Rewrite the rows that open with the line containing "job: provide the outline of every instance of the metal" and close at the end of the rows, with "inside_test" replaced by "fill_rule" and everything else left unchanged.

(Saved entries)
•••

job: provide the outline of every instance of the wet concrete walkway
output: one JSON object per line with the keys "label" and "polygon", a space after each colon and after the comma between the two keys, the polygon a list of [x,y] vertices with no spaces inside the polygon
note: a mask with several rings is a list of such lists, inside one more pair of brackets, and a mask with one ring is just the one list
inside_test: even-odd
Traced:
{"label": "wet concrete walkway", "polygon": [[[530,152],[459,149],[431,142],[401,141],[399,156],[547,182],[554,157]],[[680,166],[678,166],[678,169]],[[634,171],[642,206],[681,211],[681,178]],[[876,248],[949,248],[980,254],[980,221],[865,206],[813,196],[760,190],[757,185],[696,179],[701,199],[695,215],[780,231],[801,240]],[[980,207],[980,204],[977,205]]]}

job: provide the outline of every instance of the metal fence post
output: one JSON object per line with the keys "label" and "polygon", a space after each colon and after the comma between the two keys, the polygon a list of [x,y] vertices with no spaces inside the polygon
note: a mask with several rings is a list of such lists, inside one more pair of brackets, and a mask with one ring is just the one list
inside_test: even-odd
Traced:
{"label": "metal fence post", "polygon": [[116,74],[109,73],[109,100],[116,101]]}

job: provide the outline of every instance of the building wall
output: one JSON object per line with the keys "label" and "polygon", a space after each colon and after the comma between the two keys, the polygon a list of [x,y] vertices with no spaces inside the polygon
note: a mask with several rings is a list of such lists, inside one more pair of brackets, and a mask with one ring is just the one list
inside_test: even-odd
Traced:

•••

§ **Task result**:
job: provide the outline of every instance of the metal fence post
output: one JSON object per line with the keys "label" and "polygon", a space after each colon and after the comma between the two keys, the polygon a list of [x,y] vertices with no spaces inside the polygon
note: a mask with several rings is a list of such lists, inside one more pair of brackets, and a mask with one ring is just the one list
fill_rule: even-odd
Traced:
{"label": "metal fence post", "polygon": [[116,74],[109,73],[109,100],[116,101]]}

job: provide the outline of every instance of the building wall
output: one JSON object per line with the keys "label" and "polygon", a space after each colon and after the comma between the two keys, the polygon a list of [x,y] vertices with no spaces inside the polygon
note: a mask with several rings is a list of such lists, inside one more pair of brackets, and a mask with one ring is just the one list
fill_rule: even-odd
Traced:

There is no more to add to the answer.